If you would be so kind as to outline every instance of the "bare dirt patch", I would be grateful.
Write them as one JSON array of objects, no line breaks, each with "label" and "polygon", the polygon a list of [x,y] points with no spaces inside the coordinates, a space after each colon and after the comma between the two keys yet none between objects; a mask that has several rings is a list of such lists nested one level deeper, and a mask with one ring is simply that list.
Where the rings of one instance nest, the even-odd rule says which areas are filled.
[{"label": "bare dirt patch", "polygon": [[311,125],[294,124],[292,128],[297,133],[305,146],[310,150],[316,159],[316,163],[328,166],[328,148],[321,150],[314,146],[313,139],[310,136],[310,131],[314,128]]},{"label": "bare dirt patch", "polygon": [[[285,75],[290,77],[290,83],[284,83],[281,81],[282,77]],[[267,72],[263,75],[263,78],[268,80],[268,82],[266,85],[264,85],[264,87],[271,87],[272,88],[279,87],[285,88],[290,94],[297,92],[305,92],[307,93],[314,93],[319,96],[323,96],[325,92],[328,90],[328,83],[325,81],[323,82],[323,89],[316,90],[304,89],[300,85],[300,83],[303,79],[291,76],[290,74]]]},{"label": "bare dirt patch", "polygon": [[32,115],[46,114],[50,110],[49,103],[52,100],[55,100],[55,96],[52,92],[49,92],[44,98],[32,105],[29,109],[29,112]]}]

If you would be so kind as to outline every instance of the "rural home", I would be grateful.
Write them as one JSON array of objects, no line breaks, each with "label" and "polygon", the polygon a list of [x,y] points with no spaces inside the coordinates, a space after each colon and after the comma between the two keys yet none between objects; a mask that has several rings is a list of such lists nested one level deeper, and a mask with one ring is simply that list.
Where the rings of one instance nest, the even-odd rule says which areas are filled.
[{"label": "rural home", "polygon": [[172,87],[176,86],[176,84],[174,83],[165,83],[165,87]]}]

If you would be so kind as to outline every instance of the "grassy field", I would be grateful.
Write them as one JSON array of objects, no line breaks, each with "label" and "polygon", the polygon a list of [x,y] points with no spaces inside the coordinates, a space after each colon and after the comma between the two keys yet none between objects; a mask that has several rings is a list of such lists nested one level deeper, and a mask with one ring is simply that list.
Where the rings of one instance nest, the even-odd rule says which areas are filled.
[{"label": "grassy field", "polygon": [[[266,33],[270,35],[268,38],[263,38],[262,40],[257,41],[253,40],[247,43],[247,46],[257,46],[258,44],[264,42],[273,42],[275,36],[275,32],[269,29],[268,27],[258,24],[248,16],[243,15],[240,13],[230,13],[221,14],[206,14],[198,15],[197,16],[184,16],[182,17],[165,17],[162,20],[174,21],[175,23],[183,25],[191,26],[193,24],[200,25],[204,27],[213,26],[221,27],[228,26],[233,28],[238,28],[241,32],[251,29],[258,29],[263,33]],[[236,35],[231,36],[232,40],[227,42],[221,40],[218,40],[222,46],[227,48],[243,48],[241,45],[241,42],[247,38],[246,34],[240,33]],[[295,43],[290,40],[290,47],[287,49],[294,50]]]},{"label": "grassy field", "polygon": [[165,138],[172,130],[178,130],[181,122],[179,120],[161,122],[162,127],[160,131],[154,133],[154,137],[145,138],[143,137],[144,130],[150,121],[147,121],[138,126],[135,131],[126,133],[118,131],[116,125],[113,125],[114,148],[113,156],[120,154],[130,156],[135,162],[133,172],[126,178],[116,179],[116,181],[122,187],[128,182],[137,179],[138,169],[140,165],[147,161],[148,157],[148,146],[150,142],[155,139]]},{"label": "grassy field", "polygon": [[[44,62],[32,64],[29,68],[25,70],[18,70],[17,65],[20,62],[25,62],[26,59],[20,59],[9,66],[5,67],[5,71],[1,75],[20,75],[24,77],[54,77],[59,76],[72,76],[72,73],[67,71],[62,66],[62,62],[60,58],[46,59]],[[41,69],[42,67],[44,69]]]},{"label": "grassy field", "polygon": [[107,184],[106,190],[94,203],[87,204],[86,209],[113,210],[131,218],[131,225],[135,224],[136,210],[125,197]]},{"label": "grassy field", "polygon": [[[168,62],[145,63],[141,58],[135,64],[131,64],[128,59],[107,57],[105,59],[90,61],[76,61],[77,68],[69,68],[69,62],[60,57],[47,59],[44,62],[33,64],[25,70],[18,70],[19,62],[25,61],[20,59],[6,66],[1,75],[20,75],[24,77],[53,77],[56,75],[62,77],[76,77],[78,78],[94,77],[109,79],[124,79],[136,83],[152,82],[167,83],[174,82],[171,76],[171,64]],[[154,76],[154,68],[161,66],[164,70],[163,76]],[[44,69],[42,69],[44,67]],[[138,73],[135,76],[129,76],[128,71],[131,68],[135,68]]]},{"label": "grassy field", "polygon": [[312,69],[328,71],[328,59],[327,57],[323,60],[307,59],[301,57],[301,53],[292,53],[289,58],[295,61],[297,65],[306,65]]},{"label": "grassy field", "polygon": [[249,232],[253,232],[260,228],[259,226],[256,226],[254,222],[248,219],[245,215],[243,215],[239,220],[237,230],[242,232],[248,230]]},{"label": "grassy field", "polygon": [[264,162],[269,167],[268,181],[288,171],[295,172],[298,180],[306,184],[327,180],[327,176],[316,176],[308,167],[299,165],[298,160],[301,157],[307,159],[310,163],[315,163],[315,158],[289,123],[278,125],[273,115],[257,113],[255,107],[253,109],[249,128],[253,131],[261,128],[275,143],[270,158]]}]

Problem details:
Your task is to transcribe the material exactly.

Output for this exercise:
If you would be so kind as to outline every instance of the "bare dirt patch", I would be grateful.
Write them as one JSON array of objects, no line breaks, each with "label" and "polygon", the polygon a list of [x,y] points with no spaces inside the coordinates, a space after each colon and after the comma between the two keys yet none between objects; a mask that has several rings is a list of such lists nested one level deeper, and a mask with one ring is simply that list.
Where the rings of one instance nest, the even-odd rule says which areas are filled.
[{"label": "bare dirt patch", "polygon": [[311,125],[294,124],[292,128],[297,133],[305,146],[310,150],[316,159],[316,163],[328,166],[328,148],[321,150],[314,146],[313,139],[310,136],[310,131],[314,128]]},{"label": "bare dirt patch", "polygon": [[[285,75],[290,77],[290,83],[284,83],[281,81],[282,77]],[[267,72],[263,75],[263,78],[268,80],[268,82],[266,85],[264,85],[264,87],[271,87],[272,88],[279,87],[285,88],[290,94],[297,92],[305,92],[307,93],[314,93],[319,96],[323,96],[325,92],[328,90],[328,83],[325,81],[323,82],[323,89],[316,90],[304,89],[300,85],[300,83],[303,79],[291,76],[290,74]]]},{"label": "bare dirt patch", "polygon": [[32,115],[46,114],[50,110],[49,103],[52,100],[55,100],[55,96],[52,92],[49,92],[44,98],[32,105],[29,109],[29,112]]}]

If you would be so kind as to outline every instance of the "rural home", I would be grateful.
Write them as one JSON array of objects, no line breaks, each with "label" and "polygon", the polygon a list of [x,y] points with no spaces inside the coordinates, a space after each colon and after the comma between the two keys yet none between objects; a mask that has several rings is a list of such lists nested one level deeper, and a mask with one ring is simply that list.
Where the rings of one instance nest, the even-odd rule says which areas are filled.
[{"label": "rural home", "polygon": [[172,87],[176,86],[176,84],[174,83],[165,83],[165,87]]}]

If you would be so kind as to outline every instance of the "grassy field", I would be grateful.
Write them as one JSON array of objects, no line breaks, each with "label" and "polygon", the polygon a list of [x,y] points with no spaces inside the coordinates, a space after each colon and after the comma between the two keys yet none between objects; a mask that has several rings is a list of such lists nested one level deeper, and a mask with one ring is simply that list.
Where the rings of one instance nest, the even-odd rule says which areas are filled.
[{"label": "grassy field", "polygon": [[[266,33],[270,35],[268,38],[263,38],[262,40],[257,41],[253,40],[247,43],[247,46],[257,46],[258,44],[264,42],[273,42],[275,36],[275,32],[269,29],[268,27],[258,24],[248,16],[243,15],[240,13],[230,13],[221,14],[206,14],[198,15],[197,16],[184,16],[182,17],[165,17],[162,20],[174,21],[175,23],[183,25],[191,26],[193,24],[200,25],[204,27],[213,26],[221,27],[228,26],[233,28],[238,28],[241,32],[251,29],[258,29],[263,33]],[[236,35],[231,36],[232,40],[227,42],[221,40],[218,40],[222,46],[227,48],[243,48],[241,45],[241,42],[247,38],[246,34],[240,33]],[[295,43],[290,40],[290,47],[287,49],[294,50]]]},{"label": "grassy field", "polygon": [[165,138],[172,130],[178,130],[181,122],[179,120],[161,122],[162,127],[160,131],[154,133],[154,137],[145,138],[143,137],[144,130],[150,121],[147,121],[138,126],[135,131],[126,133],[118,131],[116,125],[113,125],[114,148],[113,156],[120,154],[130,156],[135,162],[133,172],[126,178],[116,179],[116,181],[122,187],[128,182],[137,179],[138,169],[140,165],[147,161],[148,157],[148,146],[150,142],[155,139]]},{"label": "grassy field", "polygon": [[[44,62],[32,64],[29,68],[25,70],[18,70],[17,65],[20,62],[25,62],[26,59],[20,59],[9,66],[5,67],[5,71],[1,75],[20,75],[24,77],[54,77],[59,76],[72,76],[72,73],[67,71],[62,66],[62,62],[60,58],[46,59]],[[41,69],[42,67],[44,69]]]},{"label": "grassy field", "polygon": [[107,184],[106,190],[94,203],[87,204],[86,209],[113,210],[131,218],[131,225],[135,224],[136,210],[125,197]]},{"label": "grassy field", "polygon": [[[168,62],[145,63],[141,58],[135,64],[131,64],[128,59],[107,57],[105,59],[90,61],[76,61],[77,68],[69,68],[69,62],[60,57],[47,59],[44,62],[33,64],[25,70],[18,70],[19,62],[25,61],[20,59],[6,66],[1,75],[20,75],[24,77],[53,77],[56,75],[62,77],[76,77],[78,78],[94,77],[109,79],[124,79],[136,83],[152,82],[167,83],[174,82],[171,76],[171,64]],[[154,76],[154,68],[161,66],[164,70],[163,76]],[[44,69],[42,69],[44,67]],[[138,73],[135,76],[129,76],[128,71],[131,68],[135,68]]]},{"label": "grassy field", "polygon": [[312,69],[328,71],[328,59],[327,57],[323,60],[307,59],[301,57],[301,53],[292,53],[289,58],[295,61],[297,65],[306,65]]},{"label": "grassy field", "polygon": [[249,232],[253,232],[260,228],[259,226],[256,226],[254,222],[248,219],[245,215],[243,215],[239,220],[237,230],[242,232],[248,230]]},{"label": "grassy field", "polygon": [[264,162],[269,167],[268,181],[288,171],[295,172],[298,180],[306,184],[327,180],[327,176],[316,176],[308,167],[299,165],[298,160],[301,157],[307,159],[310,163],[315,163],[315,158],[289,123],[278,125],[273,115],[257,113],[255,107],[253,109],[249,128],[253,131],[261,128],[275,143],[270,158]]}]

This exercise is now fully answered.